**WHAT IS EXPECTED:**
Please transcribe the following records in full, exactly as given.

Referring expression pointing data
----

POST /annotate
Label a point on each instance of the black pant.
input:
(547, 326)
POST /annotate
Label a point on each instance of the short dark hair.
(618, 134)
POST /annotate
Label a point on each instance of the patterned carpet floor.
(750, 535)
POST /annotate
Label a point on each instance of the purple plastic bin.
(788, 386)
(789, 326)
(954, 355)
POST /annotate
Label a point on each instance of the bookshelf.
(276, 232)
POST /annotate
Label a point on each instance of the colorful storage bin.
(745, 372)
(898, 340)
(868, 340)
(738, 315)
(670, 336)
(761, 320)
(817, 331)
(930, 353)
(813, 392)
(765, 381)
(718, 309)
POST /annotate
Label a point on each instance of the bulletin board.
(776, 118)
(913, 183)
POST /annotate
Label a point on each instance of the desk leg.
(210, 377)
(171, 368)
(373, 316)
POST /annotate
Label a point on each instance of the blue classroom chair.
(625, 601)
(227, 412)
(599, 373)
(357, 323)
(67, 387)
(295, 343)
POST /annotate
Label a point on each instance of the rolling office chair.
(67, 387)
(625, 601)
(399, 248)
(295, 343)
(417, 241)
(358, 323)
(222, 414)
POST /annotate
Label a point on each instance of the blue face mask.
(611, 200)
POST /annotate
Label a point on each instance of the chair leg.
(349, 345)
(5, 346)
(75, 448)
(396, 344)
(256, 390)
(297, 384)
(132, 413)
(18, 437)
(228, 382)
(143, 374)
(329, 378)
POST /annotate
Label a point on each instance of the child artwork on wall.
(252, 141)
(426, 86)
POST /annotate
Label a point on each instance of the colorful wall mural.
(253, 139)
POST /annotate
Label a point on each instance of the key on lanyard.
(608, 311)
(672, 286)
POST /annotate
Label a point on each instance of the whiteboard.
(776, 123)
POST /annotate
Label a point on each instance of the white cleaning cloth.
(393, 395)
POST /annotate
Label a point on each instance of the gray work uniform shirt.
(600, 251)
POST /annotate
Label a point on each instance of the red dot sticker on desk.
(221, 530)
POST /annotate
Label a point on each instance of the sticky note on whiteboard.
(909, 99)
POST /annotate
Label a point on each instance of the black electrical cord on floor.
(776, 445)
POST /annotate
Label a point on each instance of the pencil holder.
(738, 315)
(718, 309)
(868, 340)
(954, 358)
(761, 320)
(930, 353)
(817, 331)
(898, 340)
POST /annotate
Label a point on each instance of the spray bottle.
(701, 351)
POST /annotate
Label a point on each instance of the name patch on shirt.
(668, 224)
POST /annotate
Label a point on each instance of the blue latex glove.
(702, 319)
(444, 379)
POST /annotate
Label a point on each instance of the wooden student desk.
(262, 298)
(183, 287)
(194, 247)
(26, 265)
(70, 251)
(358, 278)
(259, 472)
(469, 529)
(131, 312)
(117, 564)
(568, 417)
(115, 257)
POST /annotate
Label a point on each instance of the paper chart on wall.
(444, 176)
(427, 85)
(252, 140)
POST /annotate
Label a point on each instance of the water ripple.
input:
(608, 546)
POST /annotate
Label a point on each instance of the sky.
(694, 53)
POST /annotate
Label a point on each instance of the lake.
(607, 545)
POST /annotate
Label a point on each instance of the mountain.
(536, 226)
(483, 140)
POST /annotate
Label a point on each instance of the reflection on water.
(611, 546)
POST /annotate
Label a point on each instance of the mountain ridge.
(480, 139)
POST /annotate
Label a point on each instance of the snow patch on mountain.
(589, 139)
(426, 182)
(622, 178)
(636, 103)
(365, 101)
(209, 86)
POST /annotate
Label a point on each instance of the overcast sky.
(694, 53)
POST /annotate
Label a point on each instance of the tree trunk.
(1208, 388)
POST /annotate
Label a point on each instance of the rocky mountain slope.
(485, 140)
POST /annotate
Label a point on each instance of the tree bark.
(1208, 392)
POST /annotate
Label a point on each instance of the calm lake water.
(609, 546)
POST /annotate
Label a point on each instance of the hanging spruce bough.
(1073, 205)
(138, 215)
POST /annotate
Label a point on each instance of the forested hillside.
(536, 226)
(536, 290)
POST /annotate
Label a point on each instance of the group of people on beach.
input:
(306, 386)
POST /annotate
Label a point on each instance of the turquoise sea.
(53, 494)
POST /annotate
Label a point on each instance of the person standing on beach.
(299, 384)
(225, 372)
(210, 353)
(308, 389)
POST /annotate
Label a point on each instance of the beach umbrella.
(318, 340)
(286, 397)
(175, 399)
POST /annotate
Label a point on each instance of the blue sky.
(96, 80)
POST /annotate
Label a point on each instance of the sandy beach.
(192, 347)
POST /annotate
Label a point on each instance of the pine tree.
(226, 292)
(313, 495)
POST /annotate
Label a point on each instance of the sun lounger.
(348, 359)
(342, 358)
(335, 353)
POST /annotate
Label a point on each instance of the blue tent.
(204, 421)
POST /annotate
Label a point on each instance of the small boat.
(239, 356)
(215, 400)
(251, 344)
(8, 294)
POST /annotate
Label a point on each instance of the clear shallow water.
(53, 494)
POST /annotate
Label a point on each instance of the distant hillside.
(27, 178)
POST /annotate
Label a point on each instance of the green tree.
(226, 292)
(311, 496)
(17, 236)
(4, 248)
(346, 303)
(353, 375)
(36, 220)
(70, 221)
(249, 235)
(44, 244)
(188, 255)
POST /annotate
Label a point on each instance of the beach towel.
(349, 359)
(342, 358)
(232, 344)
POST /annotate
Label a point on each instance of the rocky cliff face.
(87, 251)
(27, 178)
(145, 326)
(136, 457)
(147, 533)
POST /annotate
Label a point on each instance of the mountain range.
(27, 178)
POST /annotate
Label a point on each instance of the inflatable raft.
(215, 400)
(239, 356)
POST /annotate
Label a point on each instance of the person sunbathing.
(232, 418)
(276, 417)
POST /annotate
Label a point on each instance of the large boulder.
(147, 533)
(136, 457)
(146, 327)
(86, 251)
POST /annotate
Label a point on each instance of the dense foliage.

----

**TASK OUTPUT:**
POST /annotate
Label a point on each instance of the black pant.
input:
(547, 326)
POST /annotate
Label a point on each instance of the short dark hair.
(618, 134)
POST /annotate
Label a point on each instance of the patterned carpet floor.
(750, 535)
POST /annotate
Label a point on each instance of the purple plastic bin.
(788, 386)
(789, 326)
(954, 355)
POST /annotate
Label a point on each instance of the bookshelf.
(276, 232)
POST /annotate
Label a point on each instance of the colorful storage bin.
(745, 372)
(898, 340)
(868, 340)
(738, 315)
(670, 336)
(761, 320)
(817, 331)
(930, 353)
(813, 392)
(765, 381)
(718, 309)
POST /annotate
Label a point on each instance of the bulletin board.
(776, 118)
(913, 183)
POST /annotate
Label a point on each instance of the desk leg.
(210, 377)
(171, 368)
(373, 316)
POST /annotate
Label a point on each instance of the blue classroom chair.
(625, 601)
(227, 412)
(599, 373)
(357, 323)
(67, 387)
(295, 343)
POST /annotate
Label a point on each instance of the rolling office chair.
(67, 387)
(625, 601)
(399, 248)
(295, 343)
(417, 241)
(358, 323)
(222, 414)
POST /annotate
Label a point on each instance of the blue face mask.
(611, 200)
POST /annotate
Label a point on each instance of the chair leg.
(349, 345)
(5, 346)
(75, 448)
(396, 344)
(256, 390)
(297, 384)
(132, 413)
(18, 437)
(228, 382)
(143, 374)
(329, 378)
POST /annotate
Label a point on each instance of the child artwork on wall.
(252, 141)
(426, 86)
POST /annotate
Label a point on each instance of the colorful wall mural.
(253, 139)
POST /annotate
Label a point on each instance of the key on lanyard.
(608, 311)
(672, 286)
POST /annotate
Label a point on each instance of the whiteboard.
(776, 123)
POST /annotate
Label a point on each instance of the white cleaning cloth.
(393, 395)
POST /annotate
Label a point on each instance of the gray work uniform shirt.
(600, 251)
POST /annotate
Label a point on each instance of the red dot sticker on desk.
(221, 530)
POST /annotate
Label a point on each instance of the sticky note on whiteboard.
(909, 99)
POST /annotate
Label a point on each instance of the black electrical cord on floor.
(776, 445)
POST /annotate
Label a point on each instance of the pencil holder.
(738, 315)
(718, 309)
(868, 340)
(954, 358)
(761, 320)
(930, 353)
(817, 331)
(898, 340)
POST /annotate
Label a point on each instance of the spray bottle.
(701, 351)
POST /annotate
Label a point on each instance of the name patch on shirt.
(668, 224)
POST /annotate
Label a point on each instance of the blue latex glove.
(702, 319)
(444, 379)
POST /annotate
Label a point on each instance of the wooden student desk.
(262, 298)
(183, 287)
(194, 247)
(26, 265)
(70, 251)
(358, 278)
(259, 472)
(469, 529)
(131, 312)
(117, 564)
(568, 417)
(115, 257)
POST /annotate
Label a point on each instance of the paper chart on wall.
(444, 176)
(427, 85)
(252, 140)
POST /annotate
Label a point on each instance of the water ripple.
input:
(608, 546)
POST /annotate
Label a point on each instance of the sky.
(694, 53)
POST /annotate
Label a point on each instance of the lake.
(607, 545)
POST /annotate
Label a point on each instance of the mountain.
(536, 226)
(483, 140)
POST /annotate
Label a point on each instance of the reflection on water.
(611, 546)
POST /annotate
Label a point on each instance of the mountain ridge.
(480, 139)
POST /annotate
Label a point on each instance of the snow patch on mountain.
(589, 139)
(426, 182)
(622, 178)
(636, 103)
(365, 101)
(209, 86)
POST /annotate
Label a point on each instance of the overcast sky.
(694, 53)
POST /annotate
Label a point on each instance of the tree trunk.
(1208, 388)
POST /annotate
Label a point on each instance of the rocky mountain slope.
(485, 140)
POST /annotate
Label a point on each instance of the tree bark.
(1208, 392)
POST /annotate
Label a point on each instance of the calm lake water.
(609, 546)
POST /annotate
Label a point on each instance of the hanging spruce bough.
(1073, 205)
(138, 215)
POST /annotate
Label a point on each instance of the forested hillside.
(536, 226)
(536, 290)
POST /annotate
Label a point on each instance of the group of people on beach.
input:
(306, 386)
POST /annotate
Label a point on each instance of the turquoise sea.
(53, 494)
POST /annotate
Label a point on each instance of the person standing on beach.
(299, 384)
(225, 372)
(210, 353)
(308, 389)
POST /annotate
Label a point on each instance of the beach umbrella.
(318, 340)
(286, 397)
(175, 399)
POST /annotate
Label a point on each instance of the blue sky.
(96, 80)
POST /annotate
Label a point on each instance of the sandy beach.
(192, 347)
POST /annotate
Label a point on each instance of the pine tree.
(226, 292)
(313, 495)
POST /annotate
Label a point on each instance of the sun lounger.
(348, 359)
(342, 358)
(335, 353)
POST /annotate
Label a point on each instance of the blue tent.
(204, 421)
POST /annotate
Label a point on each instance of the small boat.
(239, 356)
(215, 400)
(251, 344)
(8, 294)
POST /annotate
Label a point on each instance of the clear shallow water.
(53, 494)
POST /annotate
Label a point on each instance of the distant hillside.
(27, 178)
POST /annotate
Label a point on each instance of the green tree.
(226, 292)
(311, 496)
(17, 236)
(4, 248)
(346, 303)
(353, 375)
(36, 220)
(70, 221)
(249, 235)
(44, 244)
(188, 255)
POST /annotate
Label a point on each instance of the beach towel.
(349, 359)
(342, 358)
(232, 344)
POST /annotate
Label a point on each instance of the rocky cliff face.
(87, 251)
(27, 178)
(145, 326)
(136, 457)
(147, 533)
POST /annotate
Label a point on each instance of the mountain range.
(27, 178)
POST /annotate
Label a point on each instance of the inflatable raft.
(215, 400)
(239, 356)
POST /annotate
Label a point on each instance of the person sunbathing.
(232, 418)
(276, 417)
POST /annotate
Label a point on each instance of the large boulder.
(147, 533)
(136, 457)
(146, 327)
(86, 251)
POST /annotate
Label a point on each instance of the dense foliage.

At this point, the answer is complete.